(Excerpts from point annotation data)
▬▬▬▬▬▬

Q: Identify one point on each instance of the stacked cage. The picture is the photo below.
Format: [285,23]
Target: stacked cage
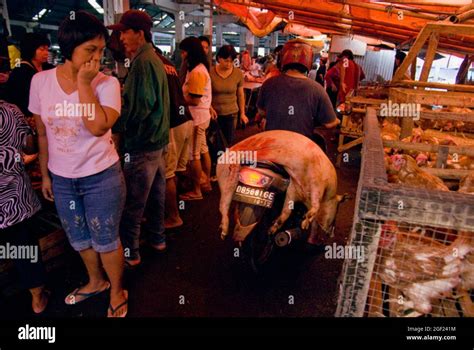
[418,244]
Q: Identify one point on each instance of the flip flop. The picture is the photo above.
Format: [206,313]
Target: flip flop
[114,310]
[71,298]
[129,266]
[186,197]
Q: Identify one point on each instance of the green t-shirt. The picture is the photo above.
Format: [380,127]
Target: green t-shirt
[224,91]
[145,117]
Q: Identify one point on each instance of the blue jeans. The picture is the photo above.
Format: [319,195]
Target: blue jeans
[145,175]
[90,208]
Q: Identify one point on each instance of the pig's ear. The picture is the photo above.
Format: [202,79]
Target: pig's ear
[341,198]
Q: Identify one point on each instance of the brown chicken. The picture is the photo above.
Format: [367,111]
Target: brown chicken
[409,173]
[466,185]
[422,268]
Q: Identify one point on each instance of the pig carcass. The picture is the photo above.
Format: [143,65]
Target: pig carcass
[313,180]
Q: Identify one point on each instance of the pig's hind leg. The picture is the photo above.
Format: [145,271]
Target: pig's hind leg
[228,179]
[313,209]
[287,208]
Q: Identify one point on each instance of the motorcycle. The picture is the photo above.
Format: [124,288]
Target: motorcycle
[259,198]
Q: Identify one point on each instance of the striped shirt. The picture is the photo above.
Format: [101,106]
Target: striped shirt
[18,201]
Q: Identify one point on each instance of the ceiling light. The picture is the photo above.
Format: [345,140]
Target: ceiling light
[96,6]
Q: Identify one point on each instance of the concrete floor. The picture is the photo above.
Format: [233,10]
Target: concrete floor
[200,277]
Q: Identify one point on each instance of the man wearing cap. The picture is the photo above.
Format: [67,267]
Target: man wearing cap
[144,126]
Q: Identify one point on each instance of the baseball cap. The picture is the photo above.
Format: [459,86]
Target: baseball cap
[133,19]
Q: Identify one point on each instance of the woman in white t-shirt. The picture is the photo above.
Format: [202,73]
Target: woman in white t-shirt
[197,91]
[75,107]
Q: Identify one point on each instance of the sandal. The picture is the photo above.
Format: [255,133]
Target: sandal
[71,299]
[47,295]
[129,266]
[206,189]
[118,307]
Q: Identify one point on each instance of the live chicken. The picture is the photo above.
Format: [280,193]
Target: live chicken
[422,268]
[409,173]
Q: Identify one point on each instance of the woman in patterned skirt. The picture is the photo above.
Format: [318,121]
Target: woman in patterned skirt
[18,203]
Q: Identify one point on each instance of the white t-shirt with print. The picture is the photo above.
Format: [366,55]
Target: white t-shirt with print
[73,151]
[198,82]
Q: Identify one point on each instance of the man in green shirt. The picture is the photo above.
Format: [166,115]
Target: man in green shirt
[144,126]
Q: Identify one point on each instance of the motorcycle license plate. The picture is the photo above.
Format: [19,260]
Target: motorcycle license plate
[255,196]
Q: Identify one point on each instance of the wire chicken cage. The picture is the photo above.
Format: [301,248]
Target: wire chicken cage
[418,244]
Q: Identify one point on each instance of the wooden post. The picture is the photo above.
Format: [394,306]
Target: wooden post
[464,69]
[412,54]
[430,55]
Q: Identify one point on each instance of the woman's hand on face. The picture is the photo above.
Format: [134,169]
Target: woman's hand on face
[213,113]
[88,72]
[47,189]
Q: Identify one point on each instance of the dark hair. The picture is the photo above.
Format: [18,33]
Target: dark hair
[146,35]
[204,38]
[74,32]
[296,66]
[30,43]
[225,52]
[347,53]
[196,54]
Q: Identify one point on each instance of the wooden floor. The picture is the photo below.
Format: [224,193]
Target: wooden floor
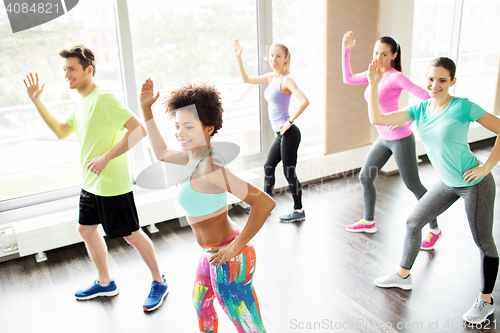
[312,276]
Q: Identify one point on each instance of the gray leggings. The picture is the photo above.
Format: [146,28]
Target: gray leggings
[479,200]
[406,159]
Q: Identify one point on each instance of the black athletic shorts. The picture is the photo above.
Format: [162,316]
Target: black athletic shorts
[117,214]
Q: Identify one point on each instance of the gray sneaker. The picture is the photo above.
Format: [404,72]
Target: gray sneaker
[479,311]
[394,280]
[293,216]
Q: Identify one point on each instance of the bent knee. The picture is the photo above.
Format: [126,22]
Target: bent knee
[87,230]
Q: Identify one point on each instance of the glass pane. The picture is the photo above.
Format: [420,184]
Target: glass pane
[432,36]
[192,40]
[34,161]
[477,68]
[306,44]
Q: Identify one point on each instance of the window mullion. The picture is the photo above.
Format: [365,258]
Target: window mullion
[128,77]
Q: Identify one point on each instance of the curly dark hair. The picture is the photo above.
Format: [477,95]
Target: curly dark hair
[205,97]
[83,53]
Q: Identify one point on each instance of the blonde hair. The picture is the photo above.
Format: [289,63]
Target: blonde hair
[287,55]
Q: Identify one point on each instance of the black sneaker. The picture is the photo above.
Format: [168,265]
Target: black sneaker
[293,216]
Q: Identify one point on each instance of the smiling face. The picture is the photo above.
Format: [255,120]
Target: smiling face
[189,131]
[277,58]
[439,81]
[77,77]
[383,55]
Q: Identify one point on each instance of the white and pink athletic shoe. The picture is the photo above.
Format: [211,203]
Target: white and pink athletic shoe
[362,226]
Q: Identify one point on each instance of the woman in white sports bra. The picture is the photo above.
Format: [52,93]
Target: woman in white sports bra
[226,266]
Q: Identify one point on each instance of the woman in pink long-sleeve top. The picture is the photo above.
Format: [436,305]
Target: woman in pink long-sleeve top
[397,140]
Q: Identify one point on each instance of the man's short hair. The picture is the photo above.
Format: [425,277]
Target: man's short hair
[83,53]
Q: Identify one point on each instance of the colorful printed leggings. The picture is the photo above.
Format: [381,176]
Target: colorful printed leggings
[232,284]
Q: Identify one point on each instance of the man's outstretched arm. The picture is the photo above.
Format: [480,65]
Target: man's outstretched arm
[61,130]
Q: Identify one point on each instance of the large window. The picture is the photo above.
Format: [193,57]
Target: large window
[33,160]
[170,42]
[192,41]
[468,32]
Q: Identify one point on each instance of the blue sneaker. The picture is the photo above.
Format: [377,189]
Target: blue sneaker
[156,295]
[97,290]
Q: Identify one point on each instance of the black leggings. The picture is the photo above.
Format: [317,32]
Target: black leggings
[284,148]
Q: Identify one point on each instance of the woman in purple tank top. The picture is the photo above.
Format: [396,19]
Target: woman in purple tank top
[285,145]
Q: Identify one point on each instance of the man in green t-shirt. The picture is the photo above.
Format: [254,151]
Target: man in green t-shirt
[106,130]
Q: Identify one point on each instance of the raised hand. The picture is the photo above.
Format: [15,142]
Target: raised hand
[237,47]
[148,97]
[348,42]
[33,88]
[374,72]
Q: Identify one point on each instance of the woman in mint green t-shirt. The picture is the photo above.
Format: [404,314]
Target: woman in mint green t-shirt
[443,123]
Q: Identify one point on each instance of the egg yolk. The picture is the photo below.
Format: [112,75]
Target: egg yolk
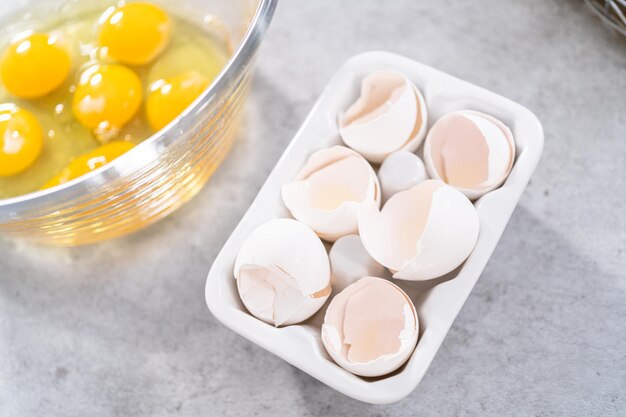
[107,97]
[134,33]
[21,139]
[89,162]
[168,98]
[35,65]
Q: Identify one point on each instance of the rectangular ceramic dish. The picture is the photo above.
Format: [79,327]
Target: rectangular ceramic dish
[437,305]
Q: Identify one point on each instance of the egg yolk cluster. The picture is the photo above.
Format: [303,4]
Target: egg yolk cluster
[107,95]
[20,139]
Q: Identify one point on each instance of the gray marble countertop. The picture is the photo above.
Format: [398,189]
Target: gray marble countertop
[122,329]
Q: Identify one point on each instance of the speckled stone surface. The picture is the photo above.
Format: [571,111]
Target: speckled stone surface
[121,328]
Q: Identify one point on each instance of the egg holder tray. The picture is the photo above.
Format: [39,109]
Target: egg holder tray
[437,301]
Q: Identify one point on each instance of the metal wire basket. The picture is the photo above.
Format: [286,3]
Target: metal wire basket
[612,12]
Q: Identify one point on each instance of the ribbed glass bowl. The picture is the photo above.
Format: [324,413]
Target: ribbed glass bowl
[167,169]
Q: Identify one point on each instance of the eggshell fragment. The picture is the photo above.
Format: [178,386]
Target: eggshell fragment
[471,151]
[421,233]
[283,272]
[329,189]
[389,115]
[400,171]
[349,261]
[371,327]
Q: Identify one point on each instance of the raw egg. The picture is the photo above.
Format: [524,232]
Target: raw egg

▬▬▬▬▬▬

Repeat only the stretch of lines starting at the one containing "Q: Identify one point on each instance of the rectangular" and running to the final line of the entries above.

Q: Identify one point on each instance of the rectangular ceramic dish. The picture is the photo above.
Format: [79,327]
Target: rectangular ceramic dish
[437,305]
Q: Identify one point on each instance of the egg yolk cluster. The picture is the photo above.
Format: [303,4]
Target: egg yolk cluster
[107,95]
[20,139]
Q: Identify one point on each instance of the gray marble countertop. The picture is the photo above.
Format: [398,189]
Target: gray marble countertop
[122,329]
Q: Identify one point on each instance of the speckled stone surface. The picture is the photo above.
Format: [571,111]
Target: speckled stone surface
[121,328]
Q: Identify one point on each instance of the egg holder tray. The picture is the photo above.
Format: [39,109]
Target: egg holder tray
[437,301]
Q: Identify one point on each instance of the metal wire basket. The picture is the photo above.
Format: [286,3]
Target: metal wire basket
[612,12]
Q: Identify one point on each instance of the ribbed glass bowl. The picture is the photo above.
Format: [324,413]
Target: ribbed glass bowl
[167,169]
Q: Identify one point on each instance of the eggshell fragment. The picture is the photo above.
Format: [178,386]
Target: eggshell fragment
[471,151]
[421,233]
[283,272]
[329,189]
[389,115]
[400,171]
[349,261]
[371,327]
Q: Identify one point on each instance of the raw egg. The picture is the photo above.
Format: [524,232]
Target: raw egg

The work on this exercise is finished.